*Dataset records*.

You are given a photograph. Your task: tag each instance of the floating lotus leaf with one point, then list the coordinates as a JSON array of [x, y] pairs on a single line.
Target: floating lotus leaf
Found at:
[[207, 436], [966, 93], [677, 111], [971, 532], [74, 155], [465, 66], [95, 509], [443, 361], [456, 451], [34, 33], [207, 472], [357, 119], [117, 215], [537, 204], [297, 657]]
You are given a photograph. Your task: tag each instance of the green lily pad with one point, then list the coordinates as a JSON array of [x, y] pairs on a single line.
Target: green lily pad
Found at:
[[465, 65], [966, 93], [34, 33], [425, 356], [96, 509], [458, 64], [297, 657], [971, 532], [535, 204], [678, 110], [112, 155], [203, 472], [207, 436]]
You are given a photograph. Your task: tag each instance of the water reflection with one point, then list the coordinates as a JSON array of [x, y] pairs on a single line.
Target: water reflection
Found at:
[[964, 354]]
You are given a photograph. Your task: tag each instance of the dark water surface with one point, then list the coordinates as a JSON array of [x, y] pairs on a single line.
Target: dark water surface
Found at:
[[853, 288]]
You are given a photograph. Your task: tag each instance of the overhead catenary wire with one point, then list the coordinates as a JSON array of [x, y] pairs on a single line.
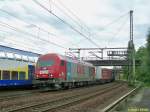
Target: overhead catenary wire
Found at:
[[63, 21]]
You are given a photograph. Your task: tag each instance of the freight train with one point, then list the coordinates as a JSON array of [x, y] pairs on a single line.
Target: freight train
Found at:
[[58, 71], [15, 73]]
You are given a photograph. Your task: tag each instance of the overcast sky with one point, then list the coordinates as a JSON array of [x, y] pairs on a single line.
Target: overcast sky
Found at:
[[25, 25]]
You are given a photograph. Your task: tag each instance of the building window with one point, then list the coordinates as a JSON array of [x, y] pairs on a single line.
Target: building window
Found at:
[[22, 75], [14, 75], [62, 63], [6, 75]]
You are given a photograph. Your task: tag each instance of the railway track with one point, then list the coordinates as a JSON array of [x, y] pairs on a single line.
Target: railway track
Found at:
[[115, 104], [50, 105]]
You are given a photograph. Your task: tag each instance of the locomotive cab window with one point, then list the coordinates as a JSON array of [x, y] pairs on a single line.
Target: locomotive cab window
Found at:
[[62, 63], [44, 63], [14, 75], [22, 75], [6, 75]]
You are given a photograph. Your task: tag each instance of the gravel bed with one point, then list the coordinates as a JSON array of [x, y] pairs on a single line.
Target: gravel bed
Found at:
[[44, 96]]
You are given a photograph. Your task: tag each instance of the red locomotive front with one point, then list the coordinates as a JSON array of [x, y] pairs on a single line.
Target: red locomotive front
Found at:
[[50, 66]]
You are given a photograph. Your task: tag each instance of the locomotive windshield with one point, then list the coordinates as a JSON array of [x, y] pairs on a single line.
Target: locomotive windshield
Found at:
[[43, 63]]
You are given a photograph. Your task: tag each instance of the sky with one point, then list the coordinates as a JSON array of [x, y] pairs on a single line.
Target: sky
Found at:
[[27, 26]]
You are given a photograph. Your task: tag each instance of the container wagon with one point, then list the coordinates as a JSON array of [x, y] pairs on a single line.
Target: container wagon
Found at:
[[58, 71], [15, 73]]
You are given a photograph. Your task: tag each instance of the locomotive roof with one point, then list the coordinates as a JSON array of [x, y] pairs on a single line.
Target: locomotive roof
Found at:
[[70, 59]]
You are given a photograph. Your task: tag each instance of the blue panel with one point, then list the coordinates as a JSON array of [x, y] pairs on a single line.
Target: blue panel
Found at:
[[69, 77], [4, 83], [31, 70], [18, 51]]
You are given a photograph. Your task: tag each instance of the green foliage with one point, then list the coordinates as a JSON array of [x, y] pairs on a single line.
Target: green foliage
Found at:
[[143, 54]]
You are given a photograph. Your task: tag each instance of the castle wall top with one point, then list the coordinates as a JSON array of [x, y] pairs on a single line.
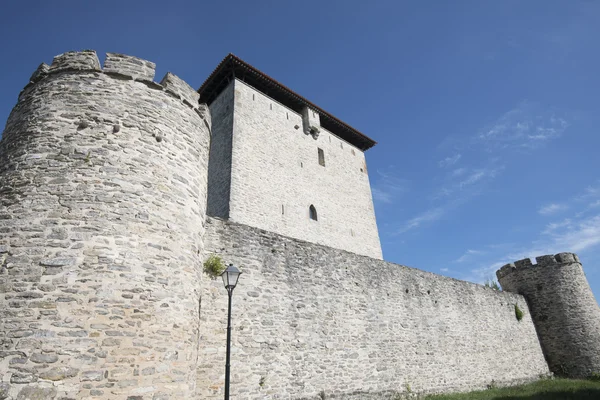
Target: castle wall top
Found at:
[[541, 261], [124, 67], [233, 67]]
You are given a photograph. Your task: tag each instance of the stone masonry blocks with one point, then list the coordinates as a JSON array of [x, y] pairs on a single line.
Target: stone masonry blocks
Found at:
[[81, 60], [101, 236], [309, 318], [563, 309], [177, 86], [129, 66]]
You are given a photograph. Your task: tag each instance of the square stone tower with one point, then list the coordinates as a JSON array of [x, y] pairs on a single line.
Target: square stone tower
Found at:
[[280, 163]]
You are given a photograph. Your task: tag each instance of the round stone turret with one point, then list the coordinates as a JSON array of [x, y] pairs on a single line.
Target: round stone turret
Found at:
[[563, 308], [103, 177]]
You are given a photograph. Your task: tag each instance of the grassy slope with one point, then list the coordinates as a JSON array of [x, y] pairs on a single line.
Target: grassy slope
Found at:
[[555, 389]]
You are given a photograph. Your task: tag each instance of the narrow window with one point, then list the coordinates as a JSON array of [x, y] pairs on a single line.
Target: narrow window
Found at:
[[312, 213], [321, 157]]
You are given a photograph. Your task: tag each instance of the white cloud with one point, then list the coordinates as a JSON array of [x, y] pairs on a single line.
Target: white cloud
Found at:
[[565, 236], [424, 218], [478, 175], [552, 208], [449, 161], [468, 254], [527, 126], [459, 172]]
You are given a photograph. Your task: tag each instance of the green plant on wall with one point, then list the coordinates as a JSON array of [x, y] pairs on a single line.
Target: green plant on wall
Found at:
[[518, 313], [491, 283], [214, 266]]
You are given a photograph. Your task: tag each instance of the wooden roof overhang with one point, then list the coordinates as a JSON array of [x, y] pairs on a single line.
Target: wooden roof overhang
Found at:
[[233, 67]]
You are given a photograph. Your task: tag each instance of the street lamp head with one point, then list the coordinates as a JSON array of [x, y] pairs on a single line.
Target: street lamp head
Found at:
[[230, 277]]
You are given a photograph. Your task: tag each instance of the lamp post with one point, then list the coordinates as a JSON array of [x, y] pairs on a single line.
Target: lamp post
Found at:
[[230, 277]]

*Aim of the exercise*.
Could you copy out every line of the data above word for word, leaving the pictures out?

*Worked answer*.
You are given a photograph. Your task: tag each instance of the floating lotus leaf with one point, then list the coordinates as a JSON array of [x, y] pairs on a single line.
Target: floating lotus leaf
Found at:
[[207, 436], [966, 93], [677, 111], [971, 532], [74, 155], [465, 66], [95, 509], [443, 361], [456, 451], [34, 33], [207, 472], [357, 119], [117, 215], [537, 204], [297, 657]]
You are given a photograph. Your task: tag each instance of the green lily pad with one point, then list the coordinates as a JSON array of [x, y] pairs on a single line.
Target: green lily pad
Found at:
[[465, 65], [966, 93], [34, 33], [425, 356], [96, 509], [458, 64], [297, 657], [971, 532], [535, 204], [678, 110], [112, 155], [203, 472], [207, 436]]
You are given a photograph. Your task: tag each instance of the water reflection with one point, then list the coordinates as a JSON array of [x, y] pairs on a single line.
Target: water reflection
Found at:
[[964, 354]]
You are given a photograph. Your task: tag each instance of the dark water surface with one point, then list the coordinates as a JSON array of [x, y] pairs on a single line.
Target: dark water surface
Found at:
[[853, 288]]
You are given a photograph. Your task: tag each instance of the overhead catenary wire with one point, then list the coordinates as a JSON array of [x, y] pairs on a single line.
Target: overhead catenary wire
Found at:
[[63, 21]]
You are given a photograph. Your task: tag each instance of the freight train with one point, then list the coordinates as a JSON array of [x, y] pairs on a single line.
Target: freight train
Found at:
[[58, 71], [15, 73]]
You are given a photograph. Your task: tag each instance of the overcast sky with one point, then list the coordinates as a JSON array of [x, y] pairs on a single line.
Target: overcast sky
Found at:
[[25, 25]]
You are given a photograph. Your task: tag each instance of the building window with one point, then list the coordinates as a JSON array of [x, y] pairs on a single line.
Target: building window
Found at:
[[22, 75], [14, 75], [62, 63], [6, 75]]
You are given a photograph. Your task: tag each instance of the railway track with one point, then list the coordinates as a JSON array of [x, y] pairs on a single line.
Target: railway track
Found at:
[[115, 104], [50, 105]]
You are given a photograph. Your task: tag each instance of the locomotive cab window with one point, then list the coordinates as a JSON array of [x, y] pairs on a single line.
Target: locomotive cab window
Found at:
[[62, 63], [44, 63], [14, 75], [22, 75], [6, 75]]
You are given a photograph. Your task: tag each instance of the gravel bed with one point, then list the coordinates as a JSON array of [x, y] pairs on a single line.
Target: gravel bed
Found at:
[[44, 96]]
You are given a photograph. Your task: tag each instance of the red locomotive front with one point, then list the coordinates as a JSON array of [x, y] pairs on a single line.
Target: red locomotive front
Found at:
[[50, 66]]
You are given a photograph. Your task: tag each instance of the locomotive windshield with one point, then list the coordinates as a JSON array of [x, y] pairs on a single line.
Target: locomotive windshield
Found at:
[[43, 63]]
You are given a photograph. Your task: tag each instance of the sky with one point, then list the coordinates as a JSON array of [x, y] pairs on a single line.
Target: sky
Found at:
[[27, 26]]
You are given a photograph. Your task: tag each instance of the container wagon with one point, then list the coordinates as a JSON array of [x, y] pairs on a single line.
Target: container wagon
Found at:
[[58, 71], [15, 73]]
You are given a photograph. Your task: tag each instance of the locomotive roof with one point, then list the coordinates as a JSON array of [x, y] pairs on a single line.
Target: locomotive roof
Found at:
[[70, 59]]
You are given a photograph. Your task: tag each instance of the blue panel with one point, then list the coordinates as a JSON array of [x, y] pairs on a single line.
Target: blue panel
Found at:
[[69, 77], [4, 83], [31, 70], [18, 51]]
You are given a photograph. Your task: tag each instance of the green foliage with one point, then list the coordinates as a JSON array of [x, y] pairs on a single line.
Target: green foliage
Found at:
[[143, 54]]
You are given a photograph. Your task: tag each instance of the castle wall top with one point, then list the coordinates as a JSON array of [x, y] pairs on a single line.
Target: castle wall top
Found at:
[[541, 261], [124, 67], [233, 67]]
You are given a photograph. Your task: tag each instance of the stone masonry blocks with one point, then list the coordinates as a JSON array of [x, y] pairs on a single line.
Target: stone masonry blocks
Found at:
[[81, 60], [101, 236], [309, 318], [563, 309], [177, 86], [129, 66]]
You are given a photograph. Your task: tag each instance of the square stone tower with one point, then list the coordinates as a JSON array of [x, y] pairs on a single line.
Target: square stone tower
Found at:
[[280, 163]]
You are given a photograph. Your task: tag each instance of the round stone turret with one point, then list the coordinates as a JSON array of [x, y] pairs on a single line.
Target: round stone turret
Found at:
[[563, 308], [103, 177]]
You are given a photograph. Your task: tag each instance of the grassy slope with one point, then list the coordinates as a JSON array of [x, y] pairs on a single line.
Target: grassy slope
Found at:
[[555, 389]]
You are given a photograph. Your task: tag each instance of the narrow window with one point, then list the coordinates as a JSON array of [x, y] pairs on a single line.
Target: narrow window
Found at:
[[312, 213], [321, 157]]
You are given a photograph. Your task: tag each instance of the white cloud with one point, then list the coordinates as a JSON array of [x, y] pairs on a single line.
Target: white cloud
Found at:
[[565, 236], [424, 218], [478, 175], [552, 208], [449, 161], [468, 254], [527, 126], [459, 172]]
You are given a photograph. Your task: tag each instance of the green plant on wall with one point, then list the coordinates as a JSON array of [x, y] pairs on a single line.
Target: green plant on wall
Found at:
[[518, 313], [491, 283], [214, 266]]
You are given a photograph. Your task: tag each instance of the wooden roof overhang with one point, then list the coordinates as a JSON array of [x, y] pairs on a single line.
Target: wooden roof overhang
Found at:
[[233, 67]]
You are given a photograph. Your task: tag each instance of the street lamp head with one point, then list the coordinates as a JSON array of [x, y] pairs on a single line.
Target: street lamp head
Found at:
[[230, 277]]
You are given a photograph. Your task: tag each instance of the lamp post with one point, then list the coordinates as a JSON array of [x, y] pairs on a single line.
Target: lamp post
Found at:
[[230, 277]]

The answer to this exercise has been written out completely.